> DO THIS: Return the listing below in full, with every line exactly as it is.

> ENTRIES SUPPLIED:
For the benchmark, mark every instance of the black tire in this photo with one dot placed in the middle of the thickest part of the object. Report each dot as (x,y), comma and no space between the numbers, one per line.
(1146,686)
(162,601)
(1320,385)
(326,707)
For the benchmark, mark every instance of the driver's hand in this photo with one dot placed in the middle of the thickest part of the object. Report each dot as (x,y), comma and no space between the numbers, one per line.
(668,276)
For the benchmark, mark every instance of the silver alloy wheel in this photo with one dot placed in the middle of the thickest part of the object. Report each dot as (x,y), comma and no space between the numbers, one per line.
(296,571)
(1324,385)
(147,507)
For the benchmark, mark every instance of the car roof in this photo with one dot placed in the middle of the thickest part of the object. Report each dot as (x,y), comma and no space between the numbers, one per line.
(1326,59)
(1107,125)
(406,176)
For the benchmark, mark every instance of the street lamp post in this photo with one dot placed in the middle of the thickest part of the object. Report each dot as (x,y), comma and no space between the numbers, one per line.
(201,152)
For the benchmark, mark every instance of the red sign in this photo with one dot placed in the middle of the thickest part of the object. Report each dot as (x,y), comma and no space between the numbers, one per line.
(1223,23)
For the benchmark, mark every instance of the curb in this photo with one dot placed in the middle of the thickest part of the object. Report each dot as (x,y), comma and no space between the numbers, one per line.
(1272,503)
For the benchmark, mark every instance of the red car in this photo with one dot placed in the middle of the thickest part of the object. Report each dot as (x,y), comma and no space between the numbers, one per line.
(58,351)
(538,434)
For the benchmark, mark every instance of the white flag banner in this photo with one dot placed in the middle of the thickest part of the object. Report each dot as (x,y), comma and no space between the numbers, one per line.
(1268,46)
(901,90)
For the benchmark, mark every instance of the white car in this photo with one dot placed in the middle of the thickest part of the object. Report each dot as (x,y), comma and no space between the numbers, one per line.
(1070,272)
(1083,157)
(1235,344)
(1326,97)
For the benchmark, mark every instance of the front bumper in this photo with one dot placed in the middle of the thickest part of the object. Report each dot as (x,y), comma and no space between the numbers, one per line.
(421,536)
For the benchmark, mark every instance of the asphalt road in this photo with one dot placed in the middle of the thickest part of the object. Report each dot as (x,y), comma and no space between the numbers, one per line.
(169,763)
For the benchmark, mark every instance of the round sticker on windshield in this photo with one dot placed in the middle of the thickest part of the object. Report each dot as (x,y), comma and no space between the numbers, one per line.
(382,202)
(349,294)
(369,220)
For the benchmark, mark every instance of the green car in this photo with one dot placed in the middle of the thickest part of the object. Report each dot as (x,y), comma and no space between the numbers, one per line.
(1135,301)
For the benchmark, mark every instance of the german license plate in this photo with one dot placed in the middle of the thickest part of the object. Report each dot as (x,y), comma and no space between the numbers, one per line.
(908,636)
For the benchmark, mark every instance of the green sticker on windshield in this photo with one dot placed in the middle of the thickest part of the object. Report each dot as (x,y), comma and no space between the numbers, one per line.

> OUTPUT FOR THIS EXERCISE:
For the benchmark, mark every instance of the black tire in this photo with one dot placed in the middle of the thickest part of the object. Report each dot as (x,y), comma and no space between the numbers, one per line.
(1146,686)
(162,601)
(1320,385)
(326,707)
For the benchmark, mark every instance of the driver's hand in this photo with one dot placed in the middle of the thickest part of the object. Report each dot as (x,y), comma and no space between the numbers, one per line.
(668,276)
For the benchmark, mark every instance of the silver alloy wheel in this photo with one dot placed in the middle of the thickest part of the object. Report each dot as (x,y), comma and no space between the numbers, one per line.
(296,571)
(1324,385)
(147,507)
For the benchmark, mark every instance of the car roof in this photo with one dot placed in the middle of the thickest part of the object. Report each dot as (x,y), comma and no space between the numbers, one per line.
(1326,59)
(1107,125)
(406,176)
For the benchmark, mark every instance of the street lamp post in this photo with one dot placed in the middle of the thickest part of the object. Report each dot as (x,y), comma and no space between the numbers, one per line.
(201,152)
For the benchmark, mark every instance of the red sign in this photo with one dot placed in the middle of the thickest part of the object. Report each dot as (x,y), comma and no space between the numbers, one per line.
(1223,23)
For the benchmark, mark every instance of the curb in this photo with one dot placed in the middle of the thickest part of the object. Report each dot as (x,y), comma and no space between the numbers, one per line.
(1272,503)
For the benchmark, mark every instance of the red car in this photo with one dot placed in the middle of the thickest part of the object. Report each dot as (x,y), comma and no space between the numbers, one per line.
(58,351)
(538,434)
For the benchmark, mark every instance of the white flag banner in this photo with one dot placed in the middle of the thickest part of the object. Report each dot as (x,y), comma and no space between the numbers, one per line.
(1268,46)
(901,90)
For the benchmark, mark every instance of the white car in this photo with one dot placed in the middle of the thickest part of the object. Report each dot as (x,y), comma and no space between the numbers, one per line.
(1070,272)
(1083,157)
(1235,344)
(1326,97)
For the benchmark, mark every instance of the front bumper in this photo with one dot placed in the middle of the thickest part of the object. Report each dot as (x,y), comma and no space between the numbers, one per line.
(421,536)
For the benchmark, mark every instance of the asphalt road in this photo with one dot placed in the middle of the thickest part of the object. Report each dot as (x,y), comma and no space between the numbers, one per line.
(169,763)
For the benchmark, mark every instance of the round sticker on windshield in this photo with one dot placed in the middle of the thickest part of the object. Report each dot as (x,y), comma and no space between the numbers, one per line.
(382,202)
(349,294)
(369,220)
For the benchmark, mark every instance of the green car in this photo with one dot placed in the middle of the thickest part of the object. Report each dot as (x,y), comma and no space between the numbers, one per line.
(1135,301)
For the benchmark, mark every instance of the german license plate in this photo with one dot placed in the middle of the thickest part of the object. Report each dot as (x,y), comma and no space between the numbers, one per line.
(908,636)
For the benchmark, mark every instance of the green sticker on windshield in this photo with one dot placed in the middle of the thickest part of the object. Report each dot as (x,y), comma and no space between the numbers, one per line.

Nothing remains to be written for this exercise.